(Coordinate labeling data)
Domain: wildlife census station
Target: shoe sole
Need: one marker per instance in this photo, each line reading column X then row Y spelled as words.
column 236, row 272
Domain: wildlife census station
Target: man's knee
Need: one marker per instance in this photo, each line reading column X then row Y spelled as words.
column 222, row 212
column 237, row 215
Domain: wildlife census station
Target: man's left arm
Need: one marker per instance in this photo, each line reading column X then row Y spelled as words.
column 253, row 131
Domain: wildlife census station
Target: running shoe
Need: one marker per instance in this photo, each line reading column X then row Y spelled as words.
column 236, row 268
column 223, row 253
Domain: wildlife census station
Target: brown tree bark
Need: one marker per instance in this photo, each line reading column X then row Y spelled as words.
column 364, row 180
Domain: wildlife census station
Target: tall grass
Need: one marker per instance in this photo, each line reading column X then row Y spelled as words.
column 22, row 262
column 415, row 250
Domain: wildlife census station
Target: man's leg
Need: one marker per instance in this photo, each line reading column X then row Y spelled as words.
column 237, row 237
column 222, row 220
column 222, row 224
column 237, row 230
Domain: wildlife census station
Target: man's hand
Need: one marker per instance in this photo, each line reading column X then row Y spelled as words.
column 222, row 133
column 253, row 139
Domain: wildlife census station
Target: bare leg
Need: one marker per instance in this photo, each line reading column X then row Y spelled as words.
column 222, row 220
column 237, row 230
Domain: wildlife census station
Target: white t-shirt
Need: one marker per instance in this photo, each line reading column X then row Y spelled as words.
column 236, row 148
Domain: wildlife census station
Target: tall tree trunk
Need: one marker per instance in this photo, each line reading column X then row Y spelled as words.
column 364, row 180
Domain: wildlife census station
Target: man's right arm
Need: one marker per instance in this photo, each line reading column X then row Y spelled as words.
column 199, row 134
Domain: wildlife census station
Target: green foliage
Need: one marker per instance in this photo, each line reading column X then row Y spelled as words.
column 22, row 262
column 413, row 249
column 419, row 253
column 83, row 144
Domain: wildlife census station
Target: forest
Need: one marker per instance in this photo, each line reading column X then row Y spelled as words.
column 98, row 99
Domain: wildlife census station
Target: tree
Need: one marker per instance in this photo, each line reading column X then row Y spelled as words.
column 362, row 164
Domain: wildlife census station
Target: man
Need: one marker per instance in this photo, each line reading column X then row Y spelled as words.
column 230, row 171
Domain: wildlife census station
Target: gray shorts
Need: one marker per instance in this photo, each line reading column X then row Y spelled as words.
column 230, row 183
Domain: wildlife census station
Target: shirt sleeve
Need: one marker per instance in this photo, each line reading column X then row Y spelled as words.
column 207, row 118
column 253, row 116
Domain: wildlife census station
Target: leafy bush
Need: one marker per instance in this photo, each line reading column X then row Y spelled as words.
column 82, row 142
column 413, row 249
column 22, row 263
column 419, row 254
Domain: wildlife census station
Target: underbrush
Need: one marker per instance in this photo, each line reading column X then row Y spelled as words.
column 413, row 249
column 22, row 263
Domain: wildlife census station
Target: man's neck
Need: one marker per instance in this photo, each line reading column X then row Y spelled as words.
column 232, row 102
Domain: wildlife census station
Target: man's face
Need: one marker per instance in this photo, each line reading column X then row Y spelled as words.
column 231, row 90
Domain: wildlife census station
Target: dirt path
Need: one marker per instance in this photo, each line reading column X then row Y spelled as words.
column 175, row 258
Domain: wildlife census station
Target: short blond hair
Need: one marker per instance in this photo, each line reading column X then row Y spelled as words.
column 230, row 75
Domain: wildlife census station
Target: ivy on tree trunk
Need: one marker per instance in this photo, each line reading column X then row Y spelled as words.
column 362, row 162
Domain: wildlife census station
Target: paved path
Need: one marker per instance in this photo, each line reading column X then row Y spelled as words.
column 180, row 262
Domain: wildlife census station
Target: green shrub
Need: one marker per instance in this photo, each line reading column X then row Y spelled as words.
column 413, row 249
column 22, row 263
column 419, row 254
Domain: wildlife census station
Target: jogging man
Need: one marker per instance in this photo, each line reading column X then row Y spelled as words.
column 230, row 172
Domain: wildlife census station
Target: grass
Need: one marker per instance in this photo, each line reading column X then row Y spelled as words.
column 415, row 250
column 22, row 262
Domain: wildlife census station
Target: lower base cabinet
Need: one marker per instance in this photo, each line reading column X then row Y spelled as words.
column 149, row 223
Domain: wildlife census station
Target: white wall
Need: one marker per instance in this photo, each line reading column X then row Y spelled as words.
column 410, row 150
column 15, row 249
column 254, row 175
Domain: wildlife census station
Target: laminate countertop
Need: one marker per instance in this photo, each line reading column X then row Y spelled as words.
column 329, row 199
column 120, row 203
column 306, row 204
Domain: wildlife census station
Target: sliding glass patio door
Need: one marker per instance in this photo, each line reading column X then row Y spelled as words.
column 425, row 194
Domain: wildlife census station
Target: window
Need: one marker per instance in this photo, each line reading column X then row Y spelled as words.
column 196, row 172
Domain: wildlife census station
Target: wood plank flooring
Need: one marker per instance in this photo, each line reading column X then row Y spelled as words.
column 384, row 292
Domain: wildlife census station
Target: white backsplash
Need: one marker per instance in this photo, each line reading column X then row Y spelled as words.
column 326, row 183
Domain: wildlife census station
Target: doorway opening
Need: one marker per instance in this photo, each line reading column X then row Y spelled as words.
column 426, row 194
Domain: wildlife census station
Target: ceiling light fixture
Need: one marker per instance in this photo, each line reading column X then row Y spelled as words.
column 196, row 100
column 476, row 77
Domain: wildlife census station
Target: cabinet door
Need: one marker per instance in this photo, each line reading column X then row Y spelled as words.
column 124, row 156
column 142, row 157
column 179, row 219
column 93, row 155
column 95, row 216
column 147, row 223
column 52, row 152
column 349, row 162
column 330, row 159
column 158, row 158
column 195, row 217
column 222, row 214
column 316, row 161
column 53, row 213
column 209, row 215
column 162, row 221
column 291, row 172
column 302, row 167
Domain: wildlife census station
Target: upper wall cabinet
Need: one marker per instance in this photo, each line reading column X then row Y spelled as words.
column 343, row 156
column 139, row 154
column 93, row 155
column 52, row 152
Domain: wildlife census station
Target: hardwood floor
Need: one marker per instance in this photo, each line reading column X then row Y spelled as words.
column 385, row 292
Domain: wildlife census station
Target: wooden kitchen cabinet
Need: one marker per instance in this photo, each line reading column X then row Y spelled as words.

* * *

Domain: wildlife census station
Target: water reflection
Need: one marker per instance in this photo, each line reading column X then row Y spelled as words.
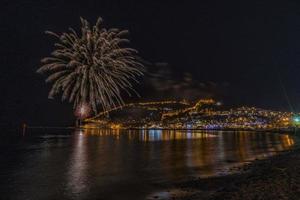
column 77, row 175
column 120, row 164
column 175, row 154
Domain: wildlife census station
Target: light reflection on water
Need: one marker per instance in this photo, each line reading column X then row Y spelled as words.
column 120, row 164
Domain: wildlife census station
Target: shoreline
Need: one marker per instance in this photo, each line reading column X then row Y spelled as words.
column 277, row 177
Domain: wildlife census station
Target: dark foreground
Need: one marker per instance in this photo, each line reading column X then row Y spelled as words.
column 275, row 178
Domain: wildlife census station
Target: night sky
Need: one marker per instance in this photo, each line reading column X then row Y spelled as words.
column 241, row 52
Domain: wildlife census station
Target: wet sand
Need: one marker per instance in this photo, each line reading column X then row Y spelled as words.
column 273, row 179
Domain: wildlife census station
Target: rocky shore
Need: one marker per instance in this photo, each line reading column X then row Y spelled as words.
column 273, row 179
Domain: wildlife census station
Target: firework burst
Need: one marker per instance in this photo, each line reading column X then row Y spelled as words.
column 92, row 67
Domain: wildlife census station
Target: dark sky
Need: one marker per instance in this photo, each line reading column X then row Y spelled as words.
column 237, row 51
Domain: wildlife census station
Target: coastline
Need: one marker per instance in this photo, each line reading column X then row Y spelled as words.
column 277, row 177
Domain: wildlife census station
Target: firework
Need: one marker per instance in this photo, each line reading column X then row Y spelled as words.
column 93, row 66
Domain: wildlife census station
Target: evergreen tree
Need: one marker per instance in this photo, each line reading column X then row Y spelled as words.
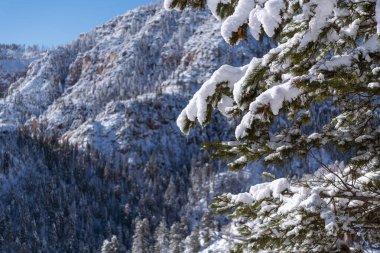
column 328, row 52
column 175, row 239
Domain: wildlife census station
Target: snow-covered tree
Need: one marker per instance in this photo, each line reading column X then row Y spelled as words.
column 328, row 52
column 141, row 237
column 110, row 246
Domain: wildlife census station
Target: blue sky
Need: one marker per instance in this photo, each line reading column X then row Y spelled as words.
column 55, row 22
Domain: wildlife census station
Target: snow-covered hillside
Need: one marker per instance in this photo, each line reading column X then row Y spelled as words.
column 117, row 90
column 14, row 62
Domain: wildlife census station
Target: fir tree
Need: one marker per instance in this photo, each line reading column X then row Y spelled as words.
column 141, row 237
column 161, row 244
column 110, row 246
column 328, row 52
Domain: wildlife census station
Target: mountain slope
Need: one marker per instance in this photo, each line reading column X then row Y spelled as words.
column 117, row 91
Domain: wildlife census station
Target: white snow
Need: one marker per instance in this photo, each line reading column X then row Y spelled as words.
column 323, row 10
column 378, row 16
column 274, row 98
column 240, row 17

---

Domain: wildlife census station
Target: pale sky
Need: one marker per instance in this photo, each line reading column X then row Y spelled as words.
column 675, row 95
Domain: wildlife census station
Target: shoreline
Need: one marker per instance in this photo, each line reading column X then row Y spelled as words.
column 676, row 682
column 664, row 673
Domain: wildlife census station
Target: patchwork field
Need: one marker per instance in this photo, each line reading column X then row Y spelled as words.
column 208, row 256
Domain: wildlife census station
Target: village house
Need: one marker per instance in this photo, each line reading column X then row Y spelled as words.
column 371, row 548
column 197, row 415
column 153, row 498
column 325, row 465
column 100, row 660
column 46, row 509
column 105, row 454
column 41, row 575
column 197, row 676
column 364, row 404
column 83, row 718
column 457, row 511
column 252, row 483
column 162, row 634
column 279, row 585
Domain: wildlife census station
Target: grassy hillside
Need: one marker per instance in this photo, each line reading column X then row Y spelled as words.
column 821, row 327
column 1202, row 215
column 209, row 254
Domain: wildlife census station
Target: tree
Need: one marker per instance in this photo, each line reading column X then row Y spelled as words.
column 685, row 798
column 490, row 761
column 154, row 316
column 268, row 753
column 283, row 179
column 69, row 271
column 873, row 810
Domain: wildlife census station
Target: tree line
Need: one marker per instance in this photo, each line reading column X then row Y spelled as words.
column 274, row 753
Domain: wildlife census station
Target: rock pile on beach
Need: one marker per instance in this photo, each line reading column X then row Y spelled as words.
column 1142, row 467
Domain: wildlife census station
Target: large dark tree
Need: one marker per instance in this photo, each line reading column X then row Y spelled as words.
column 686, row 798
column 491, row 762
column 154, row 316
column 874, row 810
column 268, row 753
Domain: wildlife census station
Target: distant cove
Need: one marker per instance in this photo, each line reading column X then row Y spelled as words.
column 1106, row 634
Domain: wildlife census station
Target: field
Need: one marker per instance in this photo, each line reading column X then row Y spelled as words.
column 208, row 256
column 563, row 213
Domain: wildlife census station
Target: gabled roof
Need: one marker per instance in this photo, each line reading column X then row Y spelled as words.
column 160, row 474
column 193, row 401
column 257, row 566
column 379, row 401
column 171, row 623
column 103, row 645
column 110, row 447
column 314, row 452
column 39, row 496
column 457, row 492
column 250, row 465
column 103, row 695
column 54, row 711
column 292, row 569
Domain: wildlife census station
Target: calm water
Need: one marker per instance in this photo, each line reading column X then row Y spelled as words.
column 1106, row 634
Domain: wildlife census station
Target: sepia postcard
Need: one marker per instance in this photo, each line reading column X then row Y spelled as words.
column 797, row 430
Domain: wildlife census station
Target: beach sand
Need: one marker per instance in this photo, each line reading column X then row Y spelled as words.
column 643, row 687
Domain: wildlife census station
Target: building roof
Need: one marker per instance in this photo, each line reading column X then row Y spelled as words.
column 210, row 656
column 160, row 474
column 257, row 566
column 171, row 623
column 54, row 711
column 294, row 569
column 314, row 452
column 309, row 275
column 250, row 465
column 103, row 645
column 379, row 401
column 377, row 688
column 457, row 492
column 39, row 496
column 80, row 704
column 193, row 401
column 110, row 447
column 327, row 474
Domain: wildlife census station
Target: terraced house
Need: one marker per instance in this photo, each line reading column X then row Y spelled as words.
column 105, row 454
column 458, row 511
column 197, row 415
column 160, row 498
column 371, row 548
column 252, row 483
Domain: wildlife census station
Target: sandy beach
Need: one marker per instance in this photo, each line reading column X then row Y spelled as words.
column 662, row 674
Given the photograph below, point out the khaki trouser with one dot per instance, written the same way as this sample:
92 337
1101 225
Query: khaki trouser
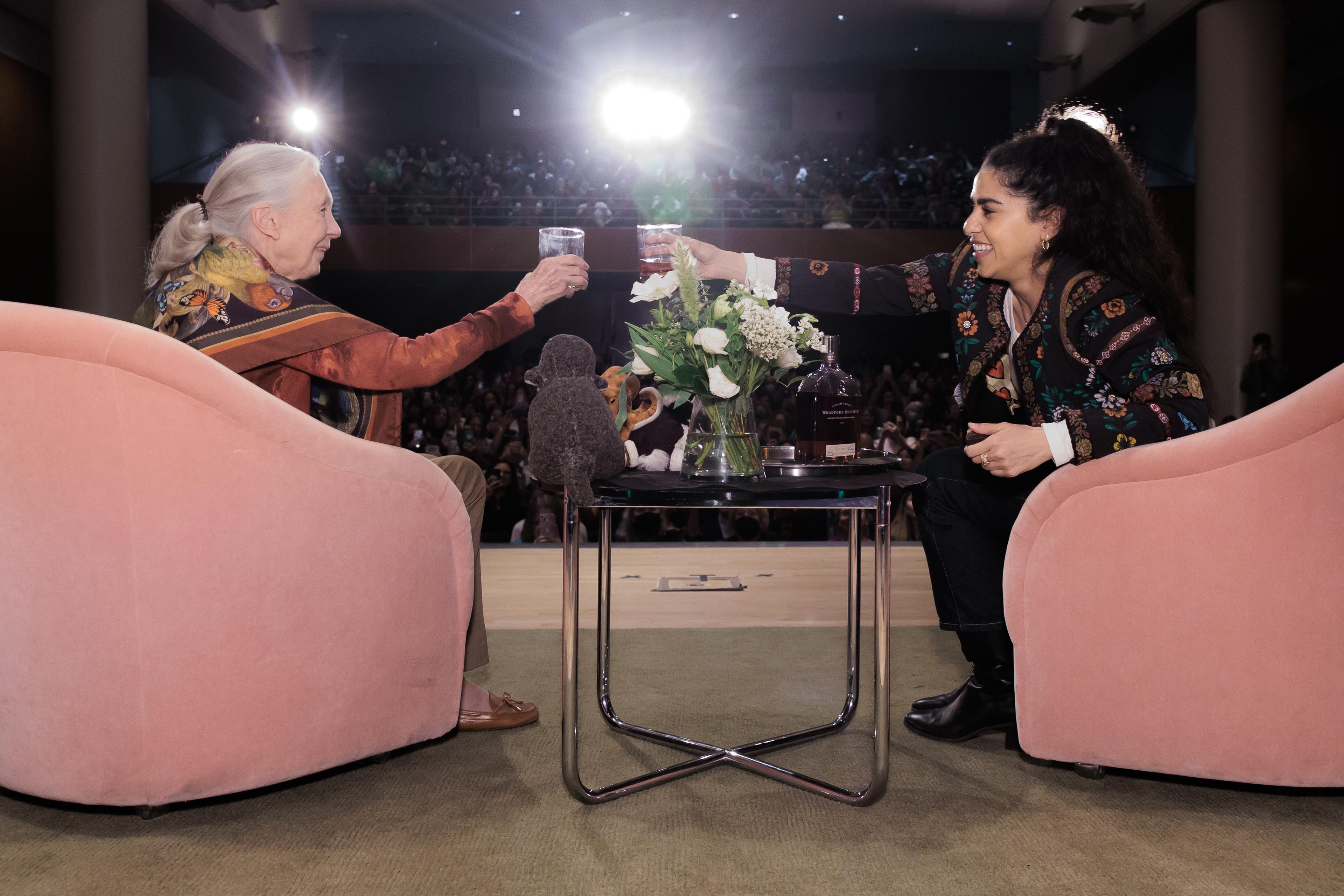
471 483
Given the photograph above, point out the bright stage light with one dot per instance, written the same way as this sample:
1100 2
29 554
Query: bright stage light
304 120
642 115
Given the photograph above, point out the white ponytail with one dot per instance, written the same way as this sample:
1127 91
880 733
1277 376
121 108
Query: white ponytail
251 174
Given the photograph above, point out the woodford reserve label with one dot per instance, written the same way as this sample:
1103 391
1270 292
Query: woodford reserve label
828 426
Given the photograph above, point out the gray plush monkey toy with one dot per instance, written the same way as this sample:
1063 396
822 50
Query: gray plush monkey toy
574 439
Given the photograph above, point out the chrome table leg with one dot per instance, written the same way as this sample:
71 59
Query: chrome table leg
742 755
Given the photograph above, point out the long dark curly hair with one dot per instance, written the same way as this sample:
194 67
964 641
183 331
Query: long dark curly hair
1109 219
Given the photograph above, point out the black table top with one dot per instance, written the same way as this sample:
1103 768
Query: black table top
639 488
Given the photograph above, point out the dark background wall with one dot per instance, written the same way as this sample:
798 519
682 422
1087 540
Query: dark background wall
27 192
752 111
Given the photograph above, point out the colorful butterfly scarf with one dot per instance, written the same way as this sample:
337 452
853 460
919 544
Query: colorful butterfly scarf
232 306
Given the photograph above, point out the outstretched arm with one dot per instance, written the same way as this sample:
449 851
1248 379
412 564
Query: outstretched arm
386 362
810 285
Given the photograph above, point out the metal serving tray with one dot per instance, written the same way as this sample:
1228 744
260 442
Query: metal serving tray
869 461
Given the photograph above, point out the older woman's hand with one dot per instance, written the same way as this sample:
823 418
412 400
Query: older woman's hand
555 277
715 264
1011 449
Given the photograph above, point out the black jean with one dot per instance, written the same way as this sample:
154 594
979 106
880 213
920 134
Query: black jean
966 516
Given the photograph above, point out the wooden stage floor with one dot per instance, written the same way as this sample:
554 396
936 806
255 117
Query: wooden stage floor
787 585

### WHAT TO PRODUCE
Which lines in the rows above contain the word "stage"? Show each of those lines in full.

### RESPONSE TO THIS EXERCISE
Given the photograph above, point out the bright stage light with one dot per instance, written the same way as this sample:
Query: bright stage light
Given the photograph above, point out the wooden stage floor with one dot per instance, written the same way as this sample:
Query: wooden stage floor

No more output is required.